<<<<
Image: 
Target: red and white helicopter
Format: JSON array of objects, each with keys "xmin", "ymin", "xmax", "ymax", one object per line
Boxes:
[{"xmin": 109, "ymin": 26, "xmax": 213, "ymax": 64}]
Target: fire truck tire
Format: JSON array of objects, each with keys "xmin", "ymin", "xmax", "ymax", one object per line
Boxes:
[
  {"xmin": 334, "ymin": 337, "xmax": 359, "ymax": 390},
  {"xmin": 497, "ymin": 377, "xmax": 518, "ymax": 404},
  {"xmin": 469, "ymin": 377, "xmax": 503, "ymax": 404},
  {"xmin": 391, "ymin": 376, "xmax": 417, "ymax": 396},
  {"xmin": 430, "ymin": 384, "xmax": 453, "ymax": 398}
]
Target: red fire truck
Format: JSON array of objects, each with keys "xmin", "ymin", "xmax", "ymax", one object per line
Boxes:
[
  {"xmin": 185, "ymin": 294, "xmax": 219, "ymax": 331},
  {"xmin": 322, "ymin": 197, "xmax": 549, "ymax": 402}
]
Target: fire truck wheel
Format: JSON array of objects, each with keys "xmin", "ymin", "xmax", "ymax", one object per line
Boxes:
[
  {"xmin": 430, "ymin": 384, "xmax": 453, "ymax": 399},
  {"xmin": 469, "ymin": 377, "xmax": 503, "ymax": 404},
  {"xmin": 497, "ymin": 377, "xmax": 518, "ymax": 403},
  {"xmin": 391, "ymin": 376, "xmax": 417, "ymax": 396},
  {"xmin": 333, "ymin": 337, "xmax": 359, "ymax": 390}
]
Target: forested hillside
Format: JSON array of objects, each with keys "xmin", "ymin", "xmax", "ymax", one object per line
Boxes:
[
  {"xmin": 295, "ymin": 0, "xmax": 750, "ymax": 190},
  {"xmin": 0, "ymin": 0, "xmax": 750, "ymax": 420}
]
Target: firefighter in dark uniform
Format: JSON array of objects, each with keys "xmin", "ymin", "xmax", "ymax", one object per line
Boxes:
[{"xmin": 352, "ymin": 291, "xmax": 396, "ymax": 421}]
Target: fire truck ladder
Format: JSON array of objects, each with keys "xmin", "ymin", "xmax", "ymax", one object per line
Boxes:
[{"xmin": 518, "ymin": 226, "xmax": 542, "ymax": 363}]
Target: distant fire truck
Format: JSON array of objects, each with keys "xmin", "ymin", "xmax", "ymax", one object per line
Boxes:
>>>>
## Exercise task
Rewrite the entries from the line with "Target: fire truck wheel" through the end of the entries, changing "fire truck" to "fire engine" and leaving everything else as it is.

## The reply
Target: fire engine wheel
Format: JSON array of objects, each with keys "xmin", "ymin", "xmax", "ymax", one object per line
Boxes:
[
  {"xmin": 430, "ymin": 384, "xmax": 453, "ymax": 399},
  {"xmin": 469, "ymin": 377, "xmax": 503, "ymax": 404},
  {"xmin": 497, "ymin": 377, "xmax": 518, "ymax": 403},
  {"xmin": 391, "ymin": 376, "xmax": 417, "ymax": 396},
  {"xmin": 333, "ymin": 337, "xmax": 359, "ymax": 390}
]
Target: forested hillside
Format: JSON array of objects, each with keys "xmin", "ymin", "xmax", "ymax", one object per line
Boxes:
[
  {"xmin": 295, "ymin": 0, "xmax": 750, "ymax": 190},
  {"xmin": 0, "ymin": 0, "xmax": 750, "ymax": 420}
]
Target: firefighter in dark uniform
Format: JSON array of objects, each with keys "xmin", "ymin", "xmax", "ymax", one object per line
Boxes:
[{"xmin": 352, "ymin": 291, "xmax": 396, "ymax": 421}]
Target: fire engine ladder
Format: JSON array of objects, each with keys "xmin", "ymin", "xmax", "ymax", one object per line
Boxes:
[{"xmin": 518, "ymin": 226, "xmax": 542, "ymax": 363}]
Target: distant fire engine
Format: JSON array of objects, each with keys "xmin", "ymin", "xmax", "ymax", one object per line
Boxes:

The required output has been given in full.